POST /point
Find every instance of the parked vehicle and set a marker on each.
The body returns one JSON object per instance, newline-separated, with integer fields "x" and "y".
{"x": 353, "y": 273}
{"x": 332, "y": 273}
# # # #
Rewrite the records above as a two-column CSV with the headers text and answer, one row per record. Put each record's text and its answer in a single quoted field, replacing line breaks with spaces.

Solution:
text,answer
"POST /point Find every instance of the parked vehicle and set a marker on each. The body returns one JSON object per instance, newline-separated, with integer fields ""x"" and ""y"".","{""x"": 353, ""y"": 273} {""x"": 332, ""y"": 273}"